The request: Take the part of the records that opens with the line containing "Q: I need the bounding box for the muddy" and closes with the line containing "[44,0,58,25]". Write out only those lines with "stone" swapped for "granite", changing nothing else and leaving out the pictures.

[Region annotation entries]
Begin

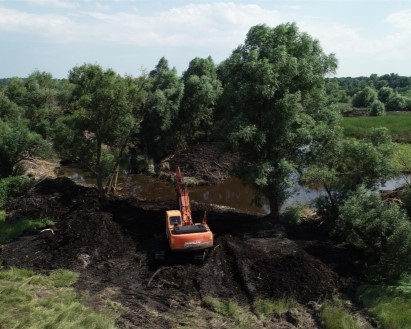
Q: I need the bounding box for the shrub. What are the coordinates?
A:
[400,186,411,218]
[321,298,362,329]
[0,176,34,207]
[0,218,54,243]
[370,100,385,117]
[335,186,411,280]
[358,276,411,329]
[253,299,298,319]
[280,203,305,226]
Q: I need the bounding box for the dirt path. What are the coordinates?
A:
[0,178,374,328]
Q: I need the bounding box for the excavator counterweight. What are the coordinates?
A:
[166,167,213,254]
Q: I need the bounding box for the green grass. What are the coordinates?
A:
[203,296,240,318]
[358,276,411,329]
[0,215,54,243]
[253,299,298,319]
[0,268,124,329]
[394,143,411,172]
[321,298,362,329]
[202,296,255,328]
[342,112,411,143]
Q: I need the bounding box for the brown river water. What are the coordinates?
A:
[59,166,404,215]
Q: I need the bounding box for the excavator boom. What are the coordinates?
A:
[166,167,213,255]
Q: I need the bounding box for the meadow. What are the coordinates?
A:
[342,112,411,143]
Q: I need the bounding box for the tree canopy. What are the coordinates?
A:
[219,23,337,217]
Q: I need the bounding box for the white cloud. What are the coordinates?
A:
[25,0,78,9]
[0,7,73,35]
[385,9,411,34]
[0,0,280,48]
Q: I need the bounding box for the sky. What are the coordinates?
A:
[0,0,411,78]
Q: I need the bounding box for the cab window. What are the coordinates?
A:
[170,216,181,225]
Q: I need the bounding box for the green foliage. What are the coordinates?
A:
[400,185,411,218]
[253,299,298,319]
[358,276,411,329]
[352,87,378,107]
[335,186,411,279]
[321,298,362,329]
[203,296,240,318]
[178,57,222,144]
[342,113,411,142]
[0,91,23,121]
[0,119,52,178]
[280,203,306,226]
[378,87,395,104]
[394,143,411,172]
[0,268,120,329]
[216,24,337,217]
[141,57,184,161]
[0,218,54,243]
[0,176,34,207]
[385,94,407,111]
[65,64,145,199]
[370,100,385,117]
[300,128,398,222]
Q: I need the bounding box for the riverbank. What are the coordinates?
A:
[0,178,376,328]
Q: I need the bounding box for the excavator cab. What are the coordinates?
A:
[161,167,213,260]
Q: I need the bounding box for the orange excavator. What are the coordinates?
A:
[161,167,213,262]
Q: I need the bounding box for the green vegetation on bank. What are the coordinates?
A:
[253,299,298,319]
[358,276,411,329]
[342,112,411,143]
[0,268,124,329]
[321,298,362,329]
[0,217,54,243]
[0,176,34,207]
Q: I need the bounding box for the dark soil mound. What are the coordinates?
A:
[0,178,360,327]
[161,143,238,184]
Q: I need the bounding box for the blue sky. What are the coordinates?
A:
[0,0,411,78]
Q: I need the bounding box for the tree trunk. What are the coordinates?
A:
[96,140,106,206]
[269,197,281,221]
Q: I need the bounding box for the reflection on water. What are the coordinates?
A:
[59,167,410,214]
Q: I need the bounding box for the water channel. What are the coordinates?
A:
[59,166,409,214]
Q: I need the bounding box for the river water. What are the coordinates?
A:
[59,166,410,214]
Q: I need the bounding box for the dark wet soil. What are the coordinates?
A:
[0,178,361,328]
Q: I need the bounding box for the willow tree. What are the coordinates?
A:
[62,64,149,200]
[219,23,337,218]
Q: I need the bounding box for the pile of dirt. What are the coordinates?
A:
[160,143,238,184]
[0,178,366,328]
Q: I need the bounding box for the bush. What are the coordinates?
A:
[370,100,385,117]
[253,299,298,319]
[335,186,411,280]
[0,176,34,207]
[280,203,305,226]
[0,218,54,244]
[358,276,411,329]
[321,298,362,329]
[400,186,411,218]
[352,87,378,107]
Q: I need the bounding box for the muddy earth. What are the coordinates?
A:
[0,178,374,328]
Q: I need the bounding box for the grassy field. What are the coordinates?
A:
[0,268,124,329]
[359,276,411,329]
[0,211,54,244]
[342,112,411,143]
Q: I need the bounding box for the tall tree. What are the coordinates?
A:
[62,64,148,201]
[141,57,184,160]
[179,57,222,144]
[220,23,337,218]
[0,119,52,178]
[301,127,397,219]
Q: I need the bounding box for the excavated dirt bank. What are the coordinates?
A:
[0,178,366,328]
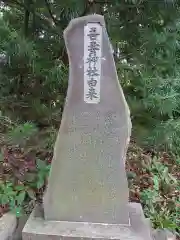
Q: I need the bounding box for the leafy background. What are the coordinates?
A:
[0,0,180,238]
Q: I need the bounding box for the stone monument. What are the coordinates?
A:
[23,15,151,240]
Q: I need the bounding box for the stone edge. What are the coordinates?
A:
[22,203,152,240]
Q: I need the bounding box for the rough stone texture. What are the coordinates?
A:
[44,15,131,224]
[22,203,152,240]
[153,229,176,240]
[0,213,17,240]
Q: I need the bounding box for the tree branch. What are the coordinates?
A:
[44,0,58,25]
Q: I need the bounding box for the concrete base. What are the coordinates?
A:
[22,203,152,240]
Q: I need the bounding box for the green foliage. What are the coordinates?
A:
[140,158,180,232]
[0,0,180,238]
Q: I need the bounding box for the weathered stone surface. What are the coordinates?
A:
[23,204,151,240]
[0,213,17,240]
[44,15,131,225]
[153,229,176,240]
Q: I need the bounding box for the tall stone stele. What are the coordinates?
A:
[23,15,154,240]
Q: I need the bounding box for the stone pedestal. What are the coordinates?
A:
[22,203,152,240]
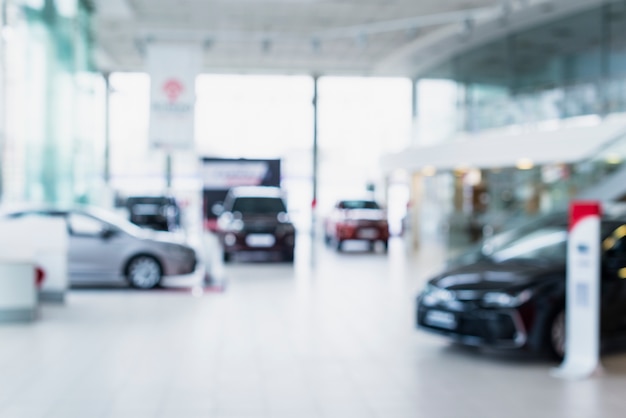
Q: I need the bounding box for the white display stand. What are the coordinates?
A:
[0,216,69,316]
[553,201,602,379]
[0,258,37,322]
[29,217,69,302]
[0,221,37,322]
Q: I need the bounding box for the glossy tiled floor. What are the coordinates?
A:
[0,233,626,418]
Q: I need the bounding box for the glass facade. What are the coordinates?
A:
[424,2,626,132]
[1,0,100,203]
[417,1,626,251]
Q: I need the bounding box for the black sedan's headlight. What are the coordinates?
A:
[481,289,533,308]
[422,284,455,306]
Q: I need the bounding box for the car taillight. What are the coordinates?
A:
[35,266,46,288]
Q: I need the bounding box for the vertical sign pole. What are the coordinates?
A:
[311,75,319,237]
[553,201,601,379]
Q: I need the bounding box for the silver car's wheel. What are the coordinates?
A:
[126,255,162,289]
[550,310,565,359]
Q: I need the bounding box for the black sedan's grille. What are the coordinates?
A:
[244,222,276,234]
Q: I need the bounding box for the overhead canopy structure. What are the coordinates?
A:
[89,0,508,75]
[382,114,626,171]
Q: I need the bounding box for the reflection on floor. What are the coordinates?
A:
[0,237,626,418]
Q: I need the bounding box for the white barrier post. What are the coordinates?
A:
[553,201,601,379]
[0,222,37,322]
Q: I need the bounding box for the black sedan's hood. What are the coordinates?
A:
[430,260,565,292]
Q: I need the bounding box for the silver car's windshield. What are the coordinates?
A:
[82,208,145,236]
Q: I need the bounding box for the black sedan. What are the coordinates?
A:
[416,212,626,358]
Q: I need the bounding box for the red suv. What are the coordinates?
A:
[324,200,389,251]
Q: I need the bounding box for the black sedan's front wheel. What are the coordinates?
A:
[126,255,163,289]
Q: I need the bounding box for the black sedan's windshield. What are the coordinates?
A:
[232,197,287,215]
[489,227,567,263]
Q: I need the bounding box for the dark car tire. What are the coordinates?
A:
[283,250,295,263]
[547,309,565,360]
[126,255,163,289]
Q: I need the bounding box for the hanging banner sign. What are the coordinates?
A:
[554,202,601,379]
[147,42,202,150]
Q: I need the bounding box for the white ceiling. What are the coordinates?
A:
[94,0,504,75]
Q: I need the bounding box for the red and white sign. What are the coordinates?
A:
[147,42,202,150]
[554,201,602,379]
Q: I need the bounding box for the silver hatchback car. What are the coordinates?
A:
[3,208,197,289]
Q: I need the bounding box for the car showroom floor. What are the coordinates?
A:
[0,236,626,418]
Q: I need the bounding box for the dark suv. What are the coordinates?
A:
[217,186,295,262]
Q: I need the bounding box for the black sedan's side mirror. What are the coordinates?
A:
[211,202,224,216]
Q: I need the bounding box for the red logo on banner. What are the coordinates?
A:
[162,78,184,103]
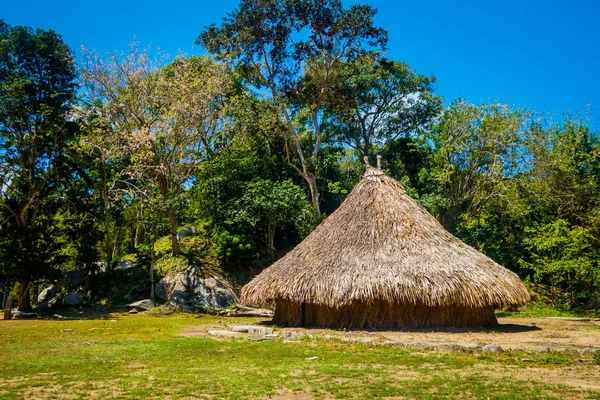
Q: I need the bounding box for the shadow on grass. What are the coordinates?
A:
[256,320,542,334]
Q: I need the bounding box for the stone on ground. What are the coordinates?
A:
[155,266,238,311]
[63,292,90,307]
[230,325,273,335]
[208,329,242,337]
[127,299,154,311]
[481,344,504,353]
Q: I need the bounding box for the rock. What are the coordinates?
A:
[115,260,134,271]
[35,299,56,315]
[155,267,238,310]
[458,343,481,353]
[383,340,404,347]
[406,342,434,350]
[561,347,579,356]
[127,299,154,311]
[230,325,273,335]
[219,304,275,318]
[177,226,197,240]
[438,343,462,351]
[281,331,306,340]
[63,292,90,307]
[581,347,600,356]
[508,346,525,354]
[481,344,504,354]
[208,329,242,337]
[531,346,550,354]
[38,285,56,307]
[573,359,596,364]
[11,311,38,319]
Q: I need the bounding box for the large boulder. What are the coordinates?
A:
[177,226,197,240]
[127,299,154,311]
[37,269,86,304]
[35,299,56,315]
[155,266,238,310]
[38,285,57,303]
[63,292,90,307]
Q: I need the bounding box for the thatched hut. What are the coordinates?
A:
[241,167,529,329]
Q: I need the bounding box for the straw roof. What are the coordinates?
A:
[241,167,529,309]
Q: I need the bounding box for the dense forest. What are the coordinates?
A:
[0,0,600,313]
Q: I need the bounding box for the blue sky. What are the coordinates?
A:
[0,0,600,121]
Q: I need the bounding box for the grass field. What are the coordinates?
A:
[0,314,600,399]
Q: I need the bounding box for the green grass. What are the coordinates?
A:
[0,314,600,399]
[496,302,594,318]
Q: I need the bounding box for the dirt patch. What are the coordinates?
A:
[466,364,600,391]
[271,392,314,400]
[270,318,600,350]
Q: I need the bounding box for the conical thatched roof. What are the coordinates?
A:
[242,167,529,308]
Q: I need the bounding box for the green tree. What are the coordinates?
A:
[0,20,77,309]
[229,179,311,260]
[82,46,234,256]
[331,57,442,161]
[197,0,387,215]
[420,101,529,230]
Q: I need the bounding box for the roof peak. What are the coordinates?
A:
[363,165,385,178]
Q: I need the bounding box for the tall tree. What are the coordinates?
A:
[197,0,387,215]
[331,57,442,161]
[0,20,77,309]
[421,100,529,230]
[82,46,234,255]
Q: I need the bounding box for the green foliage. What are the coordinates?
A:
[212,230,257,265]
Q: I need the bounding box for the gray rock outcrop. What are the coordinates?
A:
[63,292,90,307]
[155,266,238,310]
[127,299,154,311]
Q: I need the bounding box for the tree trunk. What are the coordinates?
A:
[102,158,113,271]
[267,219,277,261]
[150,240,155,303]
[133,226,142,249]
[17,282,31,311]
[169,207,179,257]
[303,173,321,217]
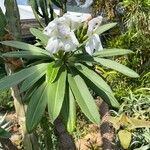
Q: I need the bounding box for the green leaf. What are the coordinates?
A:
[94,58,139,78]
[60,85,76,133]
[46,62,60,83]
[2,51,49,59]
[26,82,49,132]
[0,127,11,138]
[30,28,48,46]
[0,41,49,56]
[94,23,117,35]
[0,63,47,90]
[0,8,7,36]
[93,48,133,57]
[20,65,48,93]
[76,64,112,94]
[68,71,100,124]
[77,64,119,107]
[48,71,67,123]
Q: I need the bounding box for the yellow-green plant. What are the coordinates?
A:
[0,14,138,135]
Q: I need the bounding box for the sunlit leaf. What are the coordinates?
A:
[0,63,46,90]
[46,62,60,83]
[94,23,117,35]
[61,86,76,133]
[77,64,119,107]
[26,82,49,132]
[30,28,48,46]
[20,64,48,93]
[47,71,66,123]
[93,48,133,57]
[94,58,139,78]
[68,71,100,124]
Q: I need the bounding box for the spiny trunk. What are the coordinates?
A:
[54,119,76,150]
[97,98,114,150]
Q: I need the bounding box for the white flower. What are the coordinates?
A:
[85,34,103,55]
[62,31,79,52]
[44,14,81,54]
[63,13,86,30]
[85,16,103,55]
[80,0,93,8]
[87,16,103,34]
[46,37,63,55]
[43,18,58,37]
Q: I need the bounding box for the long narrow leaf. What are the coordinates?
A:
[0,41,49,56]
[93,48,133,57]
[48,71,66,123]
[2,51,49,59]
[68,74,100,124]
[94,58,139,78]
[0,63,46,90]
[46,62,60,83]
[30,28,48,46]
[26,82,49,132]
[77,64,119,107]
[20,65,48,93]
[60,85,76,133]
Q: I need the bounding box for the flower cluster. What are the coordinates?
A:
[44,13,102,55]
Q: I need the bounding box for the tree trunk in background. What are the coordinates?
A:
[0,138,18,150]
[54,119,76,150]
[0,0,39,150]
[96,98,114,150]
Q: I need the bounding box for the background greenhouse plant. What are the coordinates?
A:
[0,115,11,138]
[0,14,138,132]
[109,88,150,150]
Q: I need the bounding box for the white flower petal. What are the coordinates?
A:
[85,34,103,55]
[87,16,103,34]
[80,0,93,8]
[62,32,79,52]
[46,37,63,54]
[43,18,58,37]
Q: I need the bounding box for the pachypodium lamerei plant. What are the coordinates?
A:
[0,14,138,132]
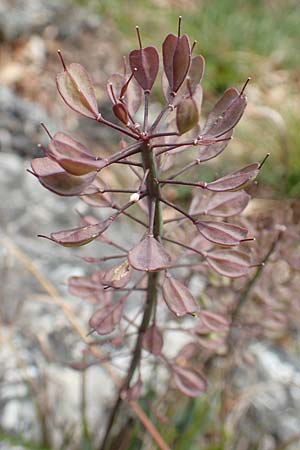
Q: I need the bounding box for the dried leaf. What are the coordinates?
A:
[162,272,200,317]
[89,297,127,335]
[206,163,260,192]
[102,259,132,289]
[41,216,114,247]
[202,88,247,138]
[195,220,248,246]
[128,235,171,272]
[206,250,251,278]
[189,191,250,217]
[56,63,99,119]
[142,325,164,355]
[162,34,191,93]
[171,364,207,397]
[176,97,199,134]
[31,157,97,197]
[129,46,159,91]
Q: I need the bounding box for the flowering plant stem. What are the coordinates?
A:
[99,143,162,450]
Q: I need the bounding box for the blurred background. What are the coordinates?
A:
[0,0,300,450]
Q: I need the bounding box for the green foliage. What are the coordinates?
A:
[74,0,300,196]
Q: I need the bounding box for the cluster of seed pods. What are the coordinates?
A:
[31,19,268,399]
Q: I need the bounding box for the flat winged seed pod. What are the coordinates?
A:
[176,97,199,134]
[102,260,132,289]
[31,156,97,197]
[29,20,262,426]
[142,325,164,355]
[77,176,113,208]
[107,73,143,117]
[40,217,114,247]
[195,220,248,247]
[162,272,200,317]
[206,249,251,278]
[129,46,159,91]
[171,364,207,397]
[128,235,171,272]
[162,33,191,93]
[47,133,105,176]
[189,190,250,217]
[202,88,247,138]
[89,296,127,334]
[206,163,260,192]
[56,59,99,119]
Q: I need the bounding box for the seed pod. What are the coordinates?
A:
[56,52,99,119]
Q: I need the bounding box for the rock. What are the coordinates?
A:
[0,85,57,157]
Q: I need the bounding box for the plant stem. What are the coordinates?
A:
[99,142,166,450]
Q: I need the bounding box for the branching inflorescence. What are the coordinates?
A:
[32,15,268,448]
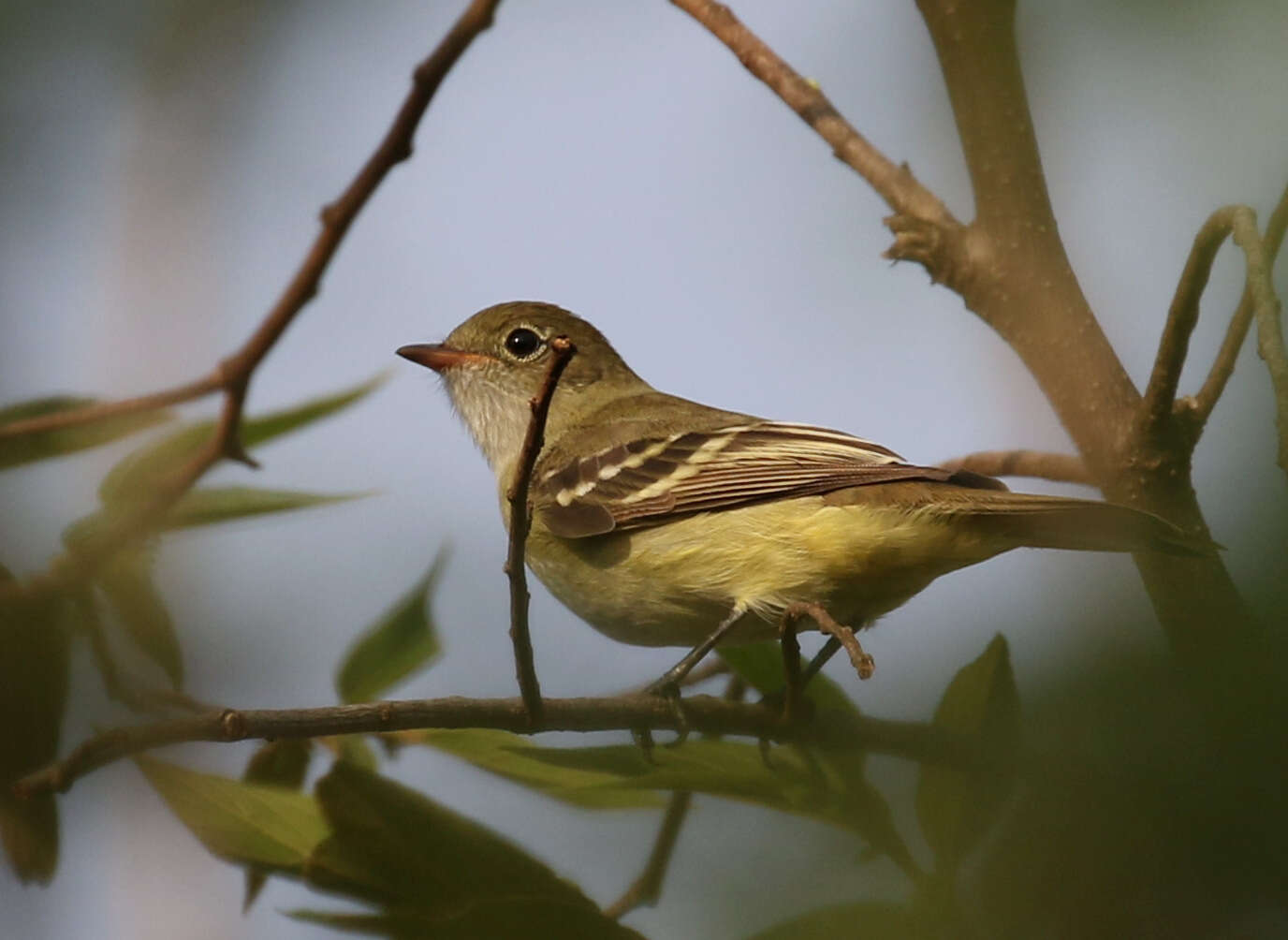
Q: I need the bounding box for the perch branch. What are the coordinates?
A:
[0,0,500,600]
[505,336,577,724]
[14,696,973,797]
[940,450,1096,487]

End

Task output:
Q: I need the bounding box for the muddy earth. What are the coordinates?
A:
[0,178,374,328]
Q: I need the bounding box for the grassy field. What are the coordinates?
A:
[0,268,124,329]
[359,276,411,329]
[0,211,54,244]
[342,112,411,143]
Q: I need the bounding box for the tall tree. What are the coordinates?
A:
[62,64,148,201]
[141,57,184,160]
[179,57,222,144]
[220,23,337,218]
[0,119,52,178]
[301,127,397,219]
Q: I need the bounding box for the excavated dirt bank. What are the coordinates?
A:
[0,178,366,328]
Q: I need the bounding box for the leafy background. What are the coordinates?
A:
[0,0,180,238]
Q: I need the bounding box for the granite monument. What are the coordinates?
A:
[23,15,151,240]
Q: I need the bounding box for the granite edge. What are the coordinates?
A:
[22,203,152,240]
Q: I need the bounding box for the rough granite texture. What are the coordinates?
A:
[44,15,131,224]
[22,203,152,240]
[153,229,176,240]
[0,213,17,240]
Q: I need the bounding box for the tree branch. What are the coordinates?
A:
[44,0,58,25]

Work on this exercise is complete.